* Problem details:
Locate each line in the items below that contains the word "striped" and copy those lines.

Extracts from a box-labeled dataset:
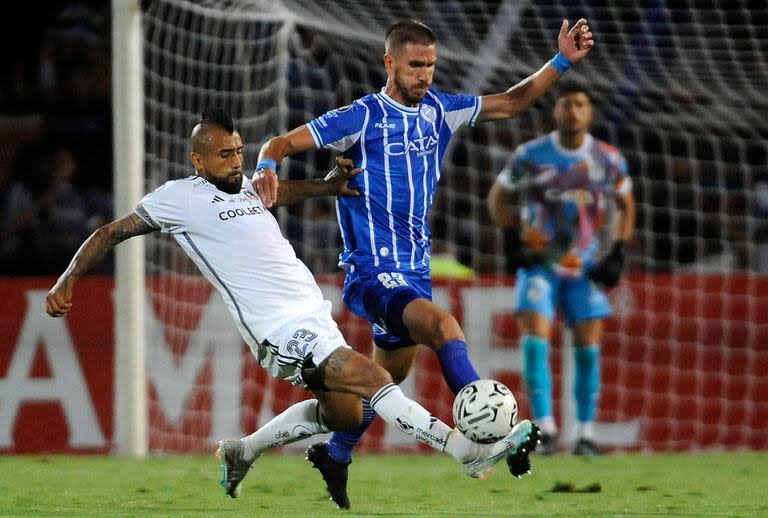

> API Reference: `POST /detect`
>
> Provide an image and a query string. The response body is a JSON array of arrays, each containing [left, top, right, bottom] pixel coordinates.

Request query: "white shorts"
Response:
[[256, 301, 349, 387]]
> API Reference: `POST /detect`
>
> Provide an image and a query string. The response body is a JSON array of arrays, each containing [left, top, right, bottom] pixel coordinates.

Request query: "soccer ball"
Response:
[[453, 379, 517, 444]]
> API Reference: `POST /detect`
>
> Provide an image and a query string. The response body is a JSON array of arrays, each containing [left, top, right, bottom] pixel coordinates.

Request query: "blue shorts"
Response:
[[343, 269, 432, 350], [514, 266, 611, 326]]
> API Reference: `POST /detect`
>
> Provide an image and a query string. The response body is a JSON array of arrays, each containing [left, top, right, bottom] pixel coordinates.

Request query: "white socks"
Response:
[[371, 383, 493, 464], [371, 383, 452, 451], [243, 399, 330, 462], [536, 415, 557, 436]]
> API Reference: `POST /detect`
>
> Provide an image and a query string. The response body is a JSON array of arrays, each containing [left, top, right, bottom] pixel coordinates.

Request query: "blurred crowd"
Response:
[[0, 0, 112, 275]]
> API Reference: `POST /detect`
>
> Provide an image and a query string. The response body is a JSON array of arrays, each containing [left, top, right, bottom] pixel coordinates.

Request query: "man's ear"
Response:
[[189, 151, 203, 171]]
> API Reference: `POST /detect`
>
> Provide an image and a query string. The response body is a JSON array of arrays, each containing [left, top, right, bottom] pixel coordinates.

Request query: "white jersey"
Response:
[[135, 176, 324, 353]]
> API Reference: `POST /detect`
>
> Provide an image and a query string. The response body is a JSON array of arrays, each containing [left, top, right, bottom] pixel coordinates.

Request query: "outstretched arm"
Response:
[[45, 213, 157, 317], [486, 182, 520, 229], [253, 124, 319, 208], [616, 191, 635, 241], [275, 156, 362, 205], [477, 18, 595, 122]]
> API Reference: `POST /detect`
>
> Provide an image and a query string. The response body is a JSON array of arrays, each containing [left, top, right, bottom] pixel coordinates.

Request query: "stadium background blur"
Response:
[[0, 0, 768, 464]]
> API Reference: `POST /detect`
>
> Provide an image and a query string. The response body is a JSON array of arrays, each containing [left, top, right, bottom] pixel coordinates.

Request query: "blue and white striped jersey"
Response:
[[308, 89, 482, 271]]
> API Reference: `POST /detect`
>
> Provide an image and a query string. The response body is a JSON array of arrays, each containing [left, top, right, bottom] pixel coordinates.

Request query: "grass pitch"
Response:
[[0, 453, 768, 517]]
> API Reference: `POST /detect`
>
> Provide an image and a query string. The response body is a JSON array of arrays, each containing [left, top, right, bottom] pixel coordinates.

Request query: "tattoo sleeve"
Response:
[[320, 347, 353, 377], [64, 212, 157, 277], [275, 178, 330, 205]]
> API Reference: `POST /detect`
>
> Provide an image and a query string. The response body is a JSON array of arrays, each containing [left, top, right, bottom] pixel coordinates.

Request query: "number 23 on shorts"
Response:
[[376, 272, 408, 289]]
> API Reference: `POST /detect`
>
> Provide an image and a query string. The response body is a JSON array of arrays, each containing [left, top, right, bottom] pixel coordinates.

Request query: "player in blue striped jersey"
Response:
[[254, 19, 594, 507]]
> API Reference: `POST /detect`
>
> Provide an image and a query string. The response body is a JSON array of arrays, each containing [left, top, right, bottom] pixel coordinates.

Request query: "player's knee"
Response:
[[387, 365, 411, 385], [320, 399, 363, 432], [422, 310, 464, 350]]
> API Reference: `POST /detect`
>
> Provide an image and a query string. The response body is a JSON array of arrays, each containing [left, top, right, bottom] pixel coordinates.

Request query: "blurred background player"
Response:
[[46, 110, 536, 504], [488, 85, 635, 455], [256, 19, 594, 507]]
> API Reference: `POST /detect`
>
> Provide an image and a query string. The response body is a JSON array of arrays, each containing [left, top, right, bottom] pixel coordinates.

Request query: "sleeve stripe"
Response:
[[307, 120, 323, 149], [134, 203, 160, 228], [469, 97, 483, 126]]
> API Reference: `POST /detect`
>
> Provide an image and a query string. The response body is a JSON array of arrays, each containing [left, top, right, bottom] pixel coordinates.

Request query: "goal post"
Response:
[[112, 0, 148, 457]]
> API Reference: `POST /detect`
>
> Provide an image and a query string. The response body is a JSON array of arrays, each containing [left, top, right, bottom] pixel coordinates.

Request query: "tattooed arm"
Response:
[[45, 212, 157, 317], [268, 157, 362, 206]]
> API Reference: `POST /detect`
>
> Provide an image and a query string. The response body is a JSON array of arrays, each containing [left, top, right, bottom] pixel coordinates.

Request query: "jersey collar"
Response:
[[549, 130, 595, 156], [379, 87, 421, 115]]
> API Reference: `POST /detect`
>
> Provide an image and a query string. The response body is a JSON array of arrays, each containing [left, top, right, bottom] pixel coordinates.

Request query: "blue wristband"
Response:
[[256, 158, 277, 171], [549, 52, 573, 74]]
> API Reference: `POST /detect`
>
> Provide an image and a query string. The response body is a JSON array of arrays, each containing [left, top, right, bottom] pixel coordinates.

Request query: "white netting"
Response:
[[144, 0, 768, 450]]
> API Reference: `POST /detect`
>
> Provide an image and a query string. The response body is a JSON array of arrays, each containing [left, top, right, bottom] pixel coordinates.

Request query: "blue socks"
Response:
[[573, 344, 600, 423], [435, 340, 480, 394], [328, 399, 376, 464], [520, 335, 553, 418]]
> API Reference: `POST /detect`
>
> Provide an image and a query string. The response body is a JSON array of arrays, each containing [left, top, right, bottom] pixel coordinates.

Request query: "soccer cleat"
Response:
[[573, 437, 602, 457], [507, 423, 543, 478], [216, 439, 251, 498], [536, 433, 557, 455], [306, 442, 350, 509], [464, 419, 539, 479]]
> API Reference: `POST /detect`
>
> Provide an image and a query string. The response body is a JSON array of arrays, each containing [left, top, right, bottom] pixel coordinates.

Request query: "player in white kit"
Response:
[[46, 110, 535, 504]]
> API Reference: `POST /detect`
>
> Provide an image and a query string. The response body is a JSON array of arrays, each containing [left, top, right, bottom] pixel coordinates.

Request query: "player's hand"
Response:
[[45, 275, 75, 317], [252, 167, 280, 208], [324, 156, 363, 196], [587, 240, 627, 288], [557, 18, 595, 63]]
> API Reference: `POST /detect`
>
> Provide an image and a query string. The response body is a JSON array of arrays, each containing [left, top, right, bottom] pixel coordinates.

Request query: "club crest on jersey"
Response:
[[384, 135, 437, 156], [421, 104, 437, 122]]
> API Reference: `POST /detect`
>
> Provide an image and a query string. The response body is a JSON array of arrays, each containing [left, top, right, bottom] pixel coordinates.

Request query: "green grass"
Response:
[[0, 453, 768, 517]]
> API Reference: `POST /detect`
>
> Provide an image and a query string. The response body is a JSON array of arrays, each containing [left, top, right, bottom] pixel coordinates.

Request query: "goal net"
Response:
[[143, 0, 768, 451]]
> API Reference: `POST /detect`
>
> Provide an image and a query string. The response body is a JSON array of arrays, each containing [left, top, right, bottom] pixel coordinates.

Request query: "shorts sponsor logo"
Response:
[[416, 428, 445, 445]]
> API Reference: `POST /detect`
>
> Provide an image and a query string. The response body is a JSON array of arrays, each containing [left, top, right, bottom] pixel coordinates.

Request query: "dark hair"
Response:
[[200, 107, 235, 133], [384, 20, 437, 52]]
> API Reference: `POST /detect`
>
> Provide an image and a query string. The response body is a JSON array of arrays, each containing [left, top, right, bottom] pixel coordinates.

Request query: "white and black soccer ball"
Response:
[[453, 379, 517, 444]]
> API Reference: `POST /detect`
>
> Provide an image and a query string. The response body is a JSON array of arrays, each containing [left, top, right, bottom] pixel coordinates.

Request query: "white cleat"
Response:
[[464, 419, 538, 479]]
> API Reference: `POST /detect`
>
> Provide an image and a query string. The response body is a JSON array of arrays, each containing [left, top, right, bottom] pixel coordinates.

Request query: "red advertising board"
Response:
[[0, 274, 768, 453]]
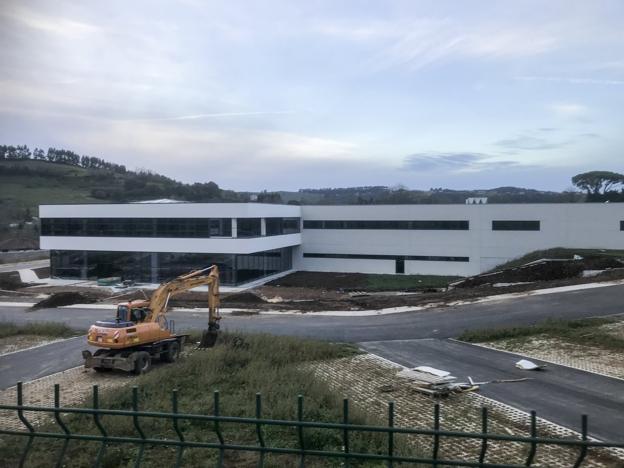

* Task response:
Request query: "blue and white striped jersey"
Request query: "player in blue striped jersey"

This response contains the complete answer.